DATA IN THIS EXERCISE:
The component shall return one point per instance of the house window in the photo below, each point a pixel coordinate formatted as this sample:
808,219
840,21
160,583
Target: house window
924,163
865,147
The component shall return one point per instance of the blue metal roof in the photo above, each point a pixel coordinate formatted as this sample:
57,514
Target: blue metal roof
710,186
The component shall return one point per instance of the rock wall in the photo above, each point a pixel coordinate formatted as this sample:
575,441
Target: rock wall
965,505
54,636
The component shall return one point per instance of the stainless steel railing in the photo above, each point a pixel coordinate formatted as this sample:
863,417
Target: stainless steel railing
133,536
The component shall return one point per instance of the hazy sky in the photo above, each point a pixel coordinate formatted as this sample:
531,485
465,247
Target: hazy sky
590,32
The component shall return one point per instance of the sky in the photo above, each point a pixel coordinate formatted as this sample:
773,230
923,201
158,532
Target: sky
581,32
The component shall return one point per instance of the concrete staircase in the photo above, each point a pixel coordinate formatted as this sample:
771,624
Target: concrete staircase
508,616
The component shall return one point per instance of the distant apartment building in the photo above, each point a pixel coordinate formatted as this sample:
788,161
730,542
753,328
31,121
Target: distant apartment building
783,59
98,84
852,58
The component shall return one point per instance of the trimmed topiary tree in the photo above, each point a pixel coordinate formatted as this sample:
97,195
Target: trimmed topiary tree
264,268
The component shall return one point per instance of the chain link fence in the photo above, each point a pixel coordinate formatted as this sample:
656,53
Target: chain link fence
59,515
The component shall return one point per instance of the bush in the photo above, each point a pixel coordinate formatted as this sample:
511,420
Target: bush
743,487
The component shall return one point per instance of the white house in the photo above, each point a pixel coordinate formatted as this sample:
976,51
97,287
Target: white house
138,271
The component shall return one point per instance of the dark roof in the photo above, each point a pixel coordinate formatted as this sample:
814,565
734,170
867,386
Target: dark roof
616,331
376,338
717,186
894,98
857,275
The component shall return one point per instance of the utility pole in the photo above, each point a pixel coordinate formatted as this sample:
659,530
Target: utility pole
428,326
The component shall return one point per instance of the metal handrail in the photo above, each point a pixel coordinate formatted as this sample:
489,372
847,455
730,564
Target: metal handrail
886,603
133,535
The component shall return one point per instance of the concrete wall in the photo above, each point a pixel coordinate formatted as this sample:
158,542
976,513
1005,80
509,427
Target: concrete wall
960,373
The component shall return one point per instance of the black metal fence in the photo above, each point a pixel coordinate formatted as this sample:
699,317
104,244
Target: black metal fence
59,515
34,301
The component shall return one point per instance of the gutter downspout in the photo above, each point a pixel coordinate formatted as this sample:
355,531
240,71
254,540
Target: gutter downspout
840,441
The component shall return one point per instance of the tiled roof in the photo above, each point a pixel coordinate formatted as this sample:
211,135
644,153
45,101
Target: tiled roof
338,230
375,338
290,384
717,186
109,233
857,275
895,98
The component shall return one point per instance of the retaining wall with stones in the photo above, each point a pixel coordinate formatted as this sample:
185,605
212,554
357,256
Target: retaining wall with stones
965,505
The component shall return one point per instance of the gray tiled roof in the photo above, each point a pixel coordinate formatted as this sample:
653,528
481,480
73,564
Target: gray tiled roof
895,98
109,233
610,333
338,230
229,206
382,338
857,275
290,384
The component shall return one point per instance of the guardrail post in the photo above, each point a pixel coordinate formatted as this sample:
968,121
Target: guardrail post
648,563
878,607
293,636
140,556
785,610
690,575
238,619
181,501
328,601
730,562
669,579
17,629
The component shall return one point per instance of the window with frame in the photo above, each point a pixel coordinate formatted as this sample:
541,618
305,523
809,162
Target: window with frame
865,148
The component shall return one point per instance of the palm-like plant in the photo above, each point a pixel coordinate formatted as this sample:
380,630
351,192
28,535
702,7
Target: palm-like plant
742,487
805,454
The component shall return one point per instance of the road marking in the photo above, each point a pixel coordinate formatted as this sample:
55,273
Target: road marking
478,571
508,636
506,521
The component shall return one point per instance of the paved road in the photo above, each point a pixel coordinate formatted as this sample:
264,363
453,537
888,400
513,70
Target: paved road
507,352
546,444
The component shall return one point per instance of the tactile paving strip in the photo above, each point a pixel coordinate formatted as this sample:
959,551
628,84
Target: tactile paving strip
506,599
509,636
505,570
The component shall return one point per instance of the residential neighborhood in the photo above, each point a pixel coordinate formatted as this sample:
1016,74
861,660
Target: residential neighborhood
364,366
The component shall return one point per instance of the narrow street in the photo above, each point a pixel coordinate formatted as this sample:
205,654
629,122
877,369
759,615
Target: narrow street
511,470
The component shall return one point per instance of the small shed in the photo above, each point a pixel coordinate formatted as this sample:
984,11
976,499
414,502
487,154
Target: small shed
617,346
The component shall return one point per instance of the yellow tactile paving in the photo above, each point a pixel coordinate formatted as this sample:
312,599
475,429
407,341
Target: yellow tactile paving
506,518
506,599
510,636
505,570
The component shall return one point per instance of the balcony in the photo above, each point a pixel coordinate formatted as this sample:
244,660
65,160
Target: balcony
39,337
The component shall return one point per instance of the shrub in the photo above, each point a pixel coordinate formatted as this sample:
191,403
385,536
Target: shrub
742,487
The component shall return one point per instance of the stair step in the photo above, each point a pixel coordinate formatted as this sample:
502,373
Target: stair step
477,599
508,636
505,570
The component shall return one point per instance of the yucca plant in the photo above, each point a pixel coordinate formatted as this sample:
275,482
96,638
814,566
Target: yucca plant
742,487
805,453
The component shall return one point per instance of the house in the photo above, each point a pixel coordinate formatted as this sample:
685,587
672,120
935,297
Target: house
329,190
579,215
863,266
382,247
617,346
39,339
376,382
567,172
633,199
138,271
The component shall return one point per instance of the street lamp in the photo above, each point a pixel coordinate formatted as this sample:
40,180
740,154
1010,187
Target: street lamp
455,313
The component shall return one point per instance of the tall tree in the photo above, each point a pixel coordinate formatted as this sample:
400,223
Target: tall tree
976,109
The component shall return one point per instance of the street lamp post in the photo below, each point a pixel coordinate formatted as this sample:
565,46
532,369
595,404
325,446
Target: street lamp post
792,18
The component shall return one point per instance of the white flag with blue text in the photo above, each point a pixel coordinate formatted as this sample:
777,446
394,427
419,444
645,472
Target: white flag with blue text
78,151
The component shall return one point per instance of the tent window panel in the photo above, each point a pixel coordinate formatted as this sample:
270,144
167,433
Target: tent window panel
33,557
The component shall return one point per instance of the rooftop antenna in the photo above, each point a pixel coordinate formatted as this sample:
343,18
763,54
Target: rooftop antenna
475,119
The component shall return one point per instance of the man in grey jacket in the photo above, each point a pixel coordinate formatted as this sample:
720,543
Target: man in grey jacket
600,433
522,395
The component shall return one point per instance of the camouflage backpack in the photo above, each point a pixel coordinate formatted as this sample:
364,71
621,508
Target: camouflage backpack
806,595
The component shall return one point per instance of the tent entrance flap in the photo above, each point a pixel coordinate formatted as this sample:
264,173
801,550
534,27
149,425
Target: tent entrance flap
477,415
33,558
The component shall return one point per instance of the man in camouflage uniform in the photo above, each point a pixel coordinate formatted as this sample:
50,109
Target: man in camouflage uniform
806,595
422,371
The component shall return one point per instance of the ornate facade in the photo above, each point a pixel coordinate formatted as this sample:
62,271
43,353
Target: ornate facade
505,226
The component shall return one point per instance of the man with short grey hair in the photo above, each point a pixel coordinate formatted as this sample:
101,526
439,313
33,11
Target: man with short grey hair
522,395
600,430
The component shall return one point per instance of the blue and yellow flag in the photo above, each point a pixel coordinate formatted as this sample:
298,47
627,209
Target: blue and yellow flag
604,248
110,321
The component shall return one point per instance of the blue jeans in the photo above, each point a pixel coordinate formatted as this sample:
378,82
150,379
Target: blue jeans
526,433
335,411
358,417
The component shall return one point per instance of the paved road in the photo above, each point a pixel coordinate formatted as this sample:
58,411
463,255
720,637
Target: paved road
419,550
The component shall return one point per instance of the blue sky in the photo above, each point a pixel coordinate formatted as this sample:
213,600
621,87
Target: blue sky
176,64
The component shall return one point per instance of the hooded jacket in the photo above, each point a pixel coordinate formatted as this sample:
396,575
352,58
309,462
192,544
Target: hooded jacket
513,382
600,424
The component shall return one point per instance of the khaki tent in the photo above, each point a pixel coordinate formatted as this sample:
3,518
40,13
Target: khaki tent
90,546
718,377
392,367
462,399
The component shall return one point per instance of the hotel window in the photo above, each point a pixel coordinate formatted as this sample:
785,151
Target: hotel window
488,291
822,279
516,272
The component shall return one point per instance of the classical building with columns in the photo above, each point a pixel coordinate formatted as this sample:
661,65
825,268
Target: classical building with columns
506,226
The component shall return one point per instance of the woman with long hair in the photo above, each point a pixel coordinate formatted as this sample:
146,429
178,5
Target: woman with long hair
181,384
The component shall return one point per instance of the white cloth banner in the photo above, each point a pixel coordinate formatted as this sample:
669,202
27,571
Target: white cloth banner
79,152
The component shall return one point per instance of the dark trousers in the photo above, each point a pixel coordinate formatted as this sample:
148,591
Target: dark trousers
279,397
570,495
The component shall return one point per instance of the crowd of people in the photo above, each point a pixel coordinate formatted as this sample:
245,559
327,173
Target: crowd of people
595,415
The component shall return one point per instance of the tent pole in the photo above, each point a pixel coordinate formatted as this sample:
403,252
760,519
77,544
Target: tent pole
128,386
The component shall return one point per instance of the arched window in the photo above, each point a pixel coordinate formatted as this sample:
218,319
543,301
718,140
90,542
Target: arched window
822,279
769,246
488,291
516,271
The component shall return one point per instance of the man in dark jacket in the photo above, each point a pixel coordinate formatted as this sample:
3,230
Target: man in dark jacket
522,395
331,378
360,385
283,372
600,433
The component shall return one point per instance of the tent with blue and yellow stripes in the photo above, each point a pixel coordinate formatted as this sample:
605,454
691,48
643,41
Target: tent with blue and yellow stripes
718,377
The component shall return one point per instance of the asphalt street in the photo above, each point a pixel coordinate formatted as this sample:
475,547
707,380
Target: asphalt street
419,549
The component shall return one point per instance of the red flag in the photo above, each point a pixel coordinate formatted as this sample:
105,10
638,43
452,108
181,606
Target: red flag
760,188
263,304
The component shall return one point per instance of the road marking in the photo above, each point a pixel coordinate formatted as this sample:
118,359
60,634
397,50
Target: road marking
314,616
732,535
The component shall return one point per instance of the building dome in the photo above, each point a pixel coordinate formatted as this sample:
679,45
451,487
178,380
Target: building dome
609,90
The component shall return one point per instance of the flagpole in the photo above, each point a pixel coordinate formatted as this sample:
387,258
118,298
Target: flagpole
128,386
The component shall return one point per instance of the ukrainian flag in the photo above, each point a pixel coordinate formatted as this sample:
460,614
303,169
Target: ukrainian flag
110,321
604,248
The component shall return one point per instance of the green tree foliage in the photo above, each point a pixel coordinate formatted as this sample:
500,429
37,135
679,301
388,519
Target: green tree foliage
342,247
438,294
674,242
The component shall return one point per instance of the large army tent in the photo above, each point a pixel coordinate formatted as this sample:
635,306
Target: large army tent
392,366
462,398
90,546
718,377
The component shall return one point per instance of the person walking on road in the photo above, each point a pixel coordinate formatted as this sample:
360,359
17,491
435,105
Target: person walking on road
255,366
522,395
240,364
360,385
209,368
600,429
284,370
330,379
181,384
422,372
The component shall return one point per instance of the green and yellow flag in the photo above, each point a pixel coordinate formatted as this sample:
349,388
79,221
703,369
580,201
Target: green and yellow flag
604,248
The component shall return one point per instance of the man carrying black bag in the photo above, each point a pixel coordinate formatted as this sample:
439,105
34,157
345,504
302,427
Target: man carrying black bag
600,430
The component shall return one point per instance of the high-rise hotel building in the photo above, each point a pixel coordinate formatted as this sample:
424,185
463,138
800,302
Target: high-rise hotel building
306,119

TASK OBJECTIVE: In the listing above, the line containing "of the high-rise" and all lines after it are to be restated word for word.

YOUR RESPONSE:
The component shall return one point per instance of the high-rise hotel building in the photo above, each point a pixel coordinate formatted as this sample:
424,185
463,138
800,302
Target: high-rise hotel building
306,119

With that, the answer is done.